**Exercice écrit 1**
Résumez le texte fourni en deux phrases.
**Exercice écrit 2**
Citez le texte fourni depuis « À la suite de » jusqu'à « et exigences légales. » inclus.

**Texte fourni**
———

Trois dossiers de rachat des actions de A ont par la suite été soumis à la CSSF avant la fin de l’ultime délai du 25 octobre 2021 indiqué dans notre lettre précitée du 1er octobre 2021, dont un du groupe « C » (c’est-à-dire, la société à responsabilité limitée établie selon le droit des îles Vierges britanniques, C, représentée par le cabinet d’avocats … à Luxembourg, remplaçant le cabinet d’avocats …, ce dernier ayant indiqué à la CSSF en date du 22 octobre 2021 : « nous ne souhaitions plus les assister dans le cadre de ce dossier »), un du groupe « E » et un du groupe « D » (c’est-à-dire, le gestionnaire de fonds d’investissement luxembourgeois D., ci-après « D »). Le groupe « E » a par la suite décidé de se retirer du processus d’acquisition de A. Aucun autre dossier de rachat n’a été soumis ni avant la fin de l’ultime délai, ni après et jusqu’à la date de la présente.

En date du 26 octobre 2021, A, par le biais d’un courriel d’un de ses administrateurs et en ayant mis en copie du mail ses actionnaires, a confirmé que le dossier à considérer en priorité serait celui de D. Précisément, il a été écrit qu’« il apparait que le dossier de C semble incomplet au 25 octobre 2021. Le dossier à considérer en priorité sera donc celui de la société D » et référence a été faite à un « SPA signé de vente ferme et irrévocable pour les deux parties », c’est-à-dire, entre l’actionnaire de A et D. Par courriel du 29 octobre 2021, vous nous avez par ailleurs confirmé que les autres candidats acquéreurs seraient informés de votre choix par « l’avocat de A ».

À la suite de maints échanges entre la CSSF et A et/ou D dans le contexte de l’acquisition de A par D, vous nous avez informés par lettre du 21 juin 2022 que le dossier soumis par D était devenu caduc. Par notre lettre du 15 septembre 2022, nous avons informé B ainsi que D que la CSSF avait clôturé le dossier de rachat en vue de l’acquisition de A par D étant donné qu’un accord entre acheteur et vendeur faisait défaut. Ceci mettait également fin au processus d’évaluation du candidat acquéreur D par la CSSF dont le dossier n’était pas complet, et ne satisfaisait donc pas aux conditions et exigences légales.

———

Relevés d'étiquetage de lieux
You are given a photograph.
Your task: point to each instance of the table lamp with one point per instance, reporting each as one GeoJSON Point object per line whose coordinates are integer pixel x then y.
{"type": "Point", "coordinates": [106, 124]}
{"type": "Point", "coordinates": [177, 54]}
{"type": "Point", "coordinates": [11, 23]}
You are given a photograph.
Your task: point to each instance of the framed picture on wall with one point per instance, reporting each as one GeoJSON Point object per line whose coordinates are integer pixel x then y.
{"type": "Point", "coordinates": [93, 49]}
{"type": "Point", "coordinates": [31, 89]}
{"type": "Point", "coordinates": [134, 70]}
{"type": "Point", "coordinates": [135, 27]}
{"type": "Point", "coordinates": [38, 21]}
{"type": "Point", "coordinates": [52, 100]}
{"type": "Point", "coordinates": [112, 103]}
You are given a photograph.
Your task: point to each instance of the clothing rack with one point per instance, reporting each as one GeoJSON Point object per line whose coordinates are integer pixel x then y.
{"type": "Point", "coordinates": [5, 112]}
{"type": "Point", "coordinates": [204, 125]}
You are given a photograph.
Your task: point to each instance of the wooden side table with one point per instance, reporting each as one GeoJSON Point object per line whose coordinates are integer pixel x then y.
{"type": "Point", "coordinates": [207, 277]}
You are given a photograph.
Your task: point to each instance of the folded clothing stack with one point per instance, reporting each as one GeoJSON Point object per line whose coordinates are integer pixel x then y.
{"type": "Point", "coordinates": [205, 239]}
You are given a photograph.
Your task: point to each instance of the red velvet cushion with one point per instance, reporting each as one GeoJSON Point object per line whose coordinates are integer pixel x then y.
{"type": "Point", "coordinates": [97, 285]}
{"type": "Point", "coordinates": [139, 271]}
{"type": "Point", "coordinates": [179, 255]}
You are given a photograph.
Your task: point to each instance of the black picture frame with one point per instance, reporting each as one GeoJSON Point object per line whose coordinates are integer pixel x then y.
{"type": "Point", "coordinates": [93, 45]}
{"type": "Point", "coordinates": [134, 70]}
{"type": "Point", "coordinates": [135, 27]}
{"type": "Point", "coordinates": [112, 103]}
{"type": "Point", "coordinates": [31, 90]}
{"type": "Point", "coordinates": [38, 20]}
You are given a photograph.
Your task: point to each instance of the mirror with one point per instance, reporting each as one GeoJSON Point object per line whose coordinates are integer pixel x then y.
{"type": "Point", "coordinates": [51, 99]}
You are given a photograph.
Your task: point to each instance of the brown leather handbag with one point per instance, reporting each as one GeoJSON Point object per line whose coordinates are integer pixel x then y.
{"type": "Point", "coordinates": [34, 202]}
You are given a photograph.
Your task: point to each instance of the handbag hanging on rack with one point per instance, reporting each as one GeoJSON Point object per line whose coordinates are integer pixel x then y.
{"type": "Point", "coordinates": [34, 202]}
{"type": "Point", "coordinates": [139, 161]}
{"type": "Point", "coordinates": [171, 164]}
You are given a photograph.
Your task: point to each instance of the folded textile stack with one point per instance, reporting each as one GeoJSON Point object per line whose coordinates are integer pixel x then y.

———

**Réponse écrite 1**
Trois dossiers de rachat des actions de A, émanant des groupes C, E et D, ont été soumis à la CSSF avant l'ultime délai du 25 octobre 2021. E s'est ensuite retiré et A a désigné le dossier de D comme prioritaire, mais ce dossier est devenu caduc et la CSSF l'a clôturé faute d'accord entre acheteur et vendeur, mettant ainsi fin à l'évaluation de D.

**Réponse écrite 2**
À la suite de maints échanges entre la CSSF et A et/ou D dans le contexte de l’acquisition de A par D, vous nous avez informés par lettre du 21 juin 2022 que le dossier soumis par D était devenu caduc. Par notre lettre du 15 septembre 2022, nous avons informé B ainsi que D que la CSSF avait clôturé le dossier de rachat en vue de l’acquisition de A par D étant donné qu’un accord entre acheteur et vendeur faisait défaut. Ceci mettait également fin au processus d’évaluation du candidat acquéreur D par la CSSF dont le dossier n’était pas complet, et ne satisfaisait donc pas aux conditions et exigences légales.